§ **WHAT IS REQUIRED**:
Which lines in the rows below contain the string "seam"? Report each such line in full, and treat uppercase and lowercase letters as distinct.
· · ·
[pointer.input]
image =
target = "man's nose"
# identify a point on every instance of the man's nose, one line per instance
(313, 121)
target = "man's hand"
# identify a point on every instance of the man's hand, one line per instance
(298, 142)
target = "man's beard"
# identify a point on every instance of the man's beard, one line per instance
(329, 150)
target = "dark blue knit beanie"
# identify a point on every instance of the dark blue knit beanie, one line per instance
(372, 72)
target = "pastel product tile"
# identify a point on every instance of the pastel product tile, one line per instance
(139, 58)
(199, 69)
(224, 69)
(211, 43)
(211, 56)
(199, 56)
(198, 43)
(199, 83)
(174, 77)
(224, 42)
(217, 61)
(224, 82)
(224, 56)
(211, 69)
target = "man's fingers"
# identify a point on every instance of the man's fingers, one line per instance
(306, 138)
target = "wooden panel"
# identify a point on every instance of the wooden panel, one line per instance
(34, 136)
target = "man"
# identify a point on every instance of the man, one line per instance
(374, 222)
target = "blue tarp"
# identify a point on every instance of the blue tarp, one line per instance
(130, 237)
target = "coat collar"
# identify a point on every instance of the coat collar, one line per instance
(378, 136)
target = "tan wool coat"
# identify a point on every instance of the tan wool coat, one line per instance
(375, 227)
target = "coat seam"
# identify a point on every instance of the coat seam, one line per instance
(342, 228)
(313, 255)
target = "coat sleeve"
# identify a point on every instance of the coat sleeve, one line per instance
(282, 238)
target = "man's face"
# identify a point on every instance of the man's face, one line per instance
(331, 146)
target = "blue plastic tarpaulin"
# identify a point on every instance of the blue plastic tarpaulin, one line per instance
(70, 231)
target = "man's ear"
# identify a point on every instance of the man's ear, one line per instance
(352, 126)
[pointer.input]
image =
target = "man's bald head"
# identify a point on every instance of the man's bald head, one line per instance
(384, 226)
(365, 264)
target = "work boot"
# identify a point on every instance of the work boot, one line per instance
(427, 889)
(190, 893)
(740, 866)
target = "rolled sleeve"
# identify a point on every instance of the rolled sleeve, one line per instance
· · ·
§ **FINAL ANSWER**:
target = "coat seam"
# identify a point on every instance of the coat seam, one line per instance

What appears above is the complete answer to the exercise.